### [What is needed]
What you submit must be an exact copy of the listing below, with no images in it.

(Beginning of Material shown)

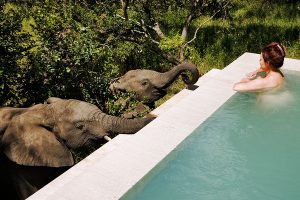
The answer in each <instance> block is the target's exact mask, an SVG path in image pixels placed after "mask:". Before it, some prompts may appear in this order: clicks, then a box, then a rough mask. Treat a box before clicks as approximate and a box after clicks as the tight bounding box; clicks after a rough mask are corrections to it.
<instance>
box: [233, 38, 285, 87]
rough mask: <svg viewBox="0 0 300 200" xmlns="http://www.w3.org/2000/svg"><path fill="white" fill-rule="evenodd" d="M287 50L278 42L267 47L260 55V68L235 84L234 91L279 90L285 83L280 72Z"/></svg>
mask: <svg viewBox="0 0 300 200" xmlns="http://www.w3.org/2000/svg"><path fill="white" fill-rule="evenodd" d="M284 57H285V48H284V47H283V46H282V45H281V44H280V43H277V42H272V43H271V44H269V45H267V46H265V47H264V48H263V49H262V50H261V54H260V59H259V61H260V68H259V69H258V70H255V71H254V72H251V73H249V74H248V75H247V77H246V78H243V79H242V80H241V81H240V82H238V83H235V84H234V86H233V89H234V90H236V91H238V92H261V91H265V90H268V89H271V88H277V87H279V86H281V85H282V84H283V83H284V75H283V73H282V72H281V71H280V70H279V68H280V67H281V66H282V65H283V61H284Z"/></svg>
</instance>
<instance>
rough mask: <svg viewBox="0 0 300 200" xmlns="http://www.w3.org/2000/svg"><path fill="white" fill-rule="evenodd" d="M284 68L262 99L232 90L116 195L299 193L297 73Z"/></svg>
mask: <svg viewBox="0 0 300 200" xmlns="http://www.w3.org/2000/svg"><path fill="white" fill-rule="evenodd" d="M285 74H286V79H287V84H286V87H285V88H284V89H283V90H282V91H281V92H279V93H276V94H271V96H269V97H268V98H269V99H271V101H273V102H269V104H268V105H266V104H265V103H266V102H263V101H258V100H257V98H256V96H255V95H254V94H246V93H245V94H240V93H239V94H235V95H233V96H232V97H231V98H230V99H229V100H228V101H227V102H226V103H225V104H224V105H223V106H221V107H220V108H219V109H218V110H217V111H216V112H215V113H214V114H213V115H211V116H210V117H209V118H208V119H207V120H206V121H205V122H204V123H203V124H202V125H201V126H200V127H198V128H197V129H196V130H195V131H194V132H193V134H192V135H190V136H189V137H188V138H187V139H186V140H185V141H184V142H183V143H181V144H180V145H179V146H178V147H177V148H176V149H175V150H174V151H173V152H172V153H171V154H170V155H168V156H167V157H166V159H164V160H163V161H162V162H161V163H160V164H159V165H158V166H156V167H155V168H154V169H153V170H152V171H151V172H150V173H149V174H148V175H147V176H146V177H144V178H143V179H142V180H141V181H140V182H139V183H138V184H137V185H136V186H134V187H133V188H132V189H131V190H130V191H129V192H128V193H127V194H126V195H124V196H123V198H122V199H126V200H128V199H131V200H132V199H138V200H146V199H149V200H150V199H151V200H153V199H164V200H165V199H172V200H176V199H178V200H179V199H180V200H182V199H189V200H193V199H195V200H196V199H197V200H199V199H205V200H210V199H213V200H220V199H239V200H242V199H247V200H253V199H263V200H269V199H270V200H273V199H290V200H292V199H300V191H299V188H300V173H299V169H300V159H299V155H300V132H299V130H300V121H299V119H300V106H299V105H300V90H299V88H300V73H299V72H294V71H285ZM287 94H288V96H287Z"/></svg>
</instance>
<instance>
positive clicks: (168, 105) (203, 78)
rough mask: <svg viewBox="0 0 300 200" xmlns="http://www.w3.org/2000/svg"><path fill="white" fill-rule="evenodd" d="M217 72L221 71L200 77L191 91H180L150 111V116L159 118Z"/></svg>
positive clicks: (189, 89)
mask: <svg viewBox="0 0 300 200" xmlns="http://www.w3.org/2000/svg"><path fill="white" fill-rule="evenodd" d="M219 71H221V70H219V69H212V70H210V71H209V72H207V73H206V74H204V75H203V76H201V77H200V78H199V79H198V81H197V82H196V83H195V84H194V86H192V87H190V88H192V89H183V90H181V91H180V92H178V93H177V94H175V95H174V96H172V98H170V99H168V100H167V101H165V102H164V103H163V104H162V105H160V106H159V107H157V108H155V109H154V110H153V111H151V114H153V115H156V116H159V115H161V114H162V113H164V112H166V111H167V110H169V109H170V108H171V107H173V106H174V105H177V104H178V102H180V101H181V100H182V99H184V98H185V97H187V96H188V95H190V94H191V93H192V92H193V89H196V88H197V87H199V86H200V85H202V84H204V83H205V82H206V81H208V80H209V79H211V78H213V77H215V76H216V75H217V74H218V73H219Z"/></svg>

(End of Material shown)

### [Exercise answer]
The answer in each <instance> block is the target's exact mask, an SVG path in image pixels placed after "mask:". Before it, some prompts may appear in this order: clicks, then a box, then a rough mask. Treat a box before clicks as approximate and a box after clicks as the tight bounding box; clicks after a rough mask are corrections to it.
<instance>
box: [233, 38, 285, 87]
rough mask: <svg viewBox="0 0 300 200" xmlns="http://www.w3.org/2000/svg"><path fill="white" fill-rule="evenodd" d="M287 50L278 42L267 47L260 55V68L235 84L234 91L279 90L285 83L280 72Z"/></svg>
mask: <svg viewBox="0 0 300 200" xmlns="http://www.w3.org/2000/svg"><path fill="white" fill-rule="evenodd" d="M284 57H285V48H284V47H283V46H282V45H281V44H280V43H277V42H272V43H271V44H269V45H267V46H265V47H264V48H263V49H262V50H261V54H260V59H259V61H260V68H259V69H258V70H255V71H254V72H251V73H249V74H248V75H247V77H246V78H243V79H242V80H241V81H240V82H238V83H235V84H234V86H233V89H234V90H236V91H238V92H261V91H265V90H268V89H271V88H277V87H279V86H281V85H282V84H283V83H284V75H283V73H282V72H281V71H280V70H279V68H280V67H281V66H282V65H283V61H284Z"/></svg>
</instance>
<instance>
rough mask: <svg viewBox="0 0 300 200" xmlns="http://www.w3.org/2000/svg"><path fill="white" fill-rule="evenodd" d="M284 68L262 99L232 90L116 195L299 193L297 73Z"/></svg>
mask: <svg viewBox="0 0 300 200" xmlns="http://www.w3.org/2000/svg"><path fill="white" fill-rule="evenodd" d="M285 74H286V79H287V84H286V87H285V88H284V89H283V90H282V91H281V92H279V93H276V94H271V96H269V97H268V98H269V99H271V101H273V102H269V104H268V105H266V104H265V103H266V102H263V101H258V100H257V98H256V96H255V95H254V94H246V93H245V94H240V93H239V94H235V95H233V96H232V97H231V98H230V99H229V100H228V101H227V102H226V103H225V104H224V105H223V106H221V107H220V108H219V109H218V110H217V111H216V112H215V113H214V114H213V115H211V116H210V117H209V118H208V119H207V120H206V121H205V122H204V123H203V124H202V125H201V126H200V127H198V128H197V129H196V130H195V131H194V132H193V134H192V135H190V136H189V137H188V138H187V139H186V140H185V141H184V142H183V143H181V144H180V145H179V146H178V147H177V148H176V149H175V150H174V151H173V152H172V153H171V154H170V155H168V156H167V157H166V159H164V160H163V161H162V162H161V163H160V164H159V165H158V166H156V167H155V168H154V169H153V170H152V171H151V172H150V173H149V174H148V175H147V176H146V177H144V178H143V179H142V180H141V181H140V182H139V183H138V184H137V185H136V186H134V187H133V188H132V189H131V190H130V191H129V192H128V193H127V194H126V195H124V196H123V198H122V199H126V200H128V199H131V200H132V199H138V200H146V199H149V200H150V199H151V200H153V199H164V200H165V199H172V200H176V199H178V200H179V199H180V200H182V199H189V200H193V199H195V200H196V199H197V200H199V199H205V200H210V199H213V200H220V199H239V200H242V199H247V200H253V199H263V200H269V199H270V200H273V199H290V200H292V199H300V191H299V188H300V173H299V169H300V159H299V155H300V132H299V130H300V121H299V119H300V106H299V105H300V90H299V88H300V73H299V72H294V71H285ZM287 94H288V96H287Z"/></svg>
</instance>
<instance>
positive clicks: (168, 105) (203, 78)
rough mask: <svg viewBox="0 0 300 200" xmlns="http://www.w3.org/2000/svg"><path fill="white" fill-rule="evenodd" d="M217 72L221 71L200 77L191 91H180L150 111V116L159 118Z"/></svg>
positive clicks: (189, 89)
mask: <svg viewBox="0 0 300 200" xmlns="http://www.w3.org/2000/svg"><path fill="white" fill-rule="evenodd" d="M219 71H221V70H219V69H212V70H210V71H209V72H207V73H206V74H204V75H203V76H201V77H200V78H199V79H198V81H197V82H196V83H195V84H194V86H192V87H190V88H192V89H183V90H181V91H180V92H178V93H177V94H175V95H174V96H172V98H170V99H168V100H167V101H165V102H164V103H163V104H162V105H160V106H159V107H157V108H155V109H154V110H153V111H151V114H153V115H156V116H159V115H161V114H162V113H164V112H166V111H167V110H169V109H170V108H171V107H173V106H174V105H177V104H178V102H180V101H181V100H182V99H184V98H185V97H187V96H188V95H190V94H191V93H192V92H193V89H196V88H197V87H199V86H200V85H202V84H204V83H205V82H206V81H208V80H209V79H211V78H213V77H215V76H216V75H217V74H218V73H219Z"/></svg>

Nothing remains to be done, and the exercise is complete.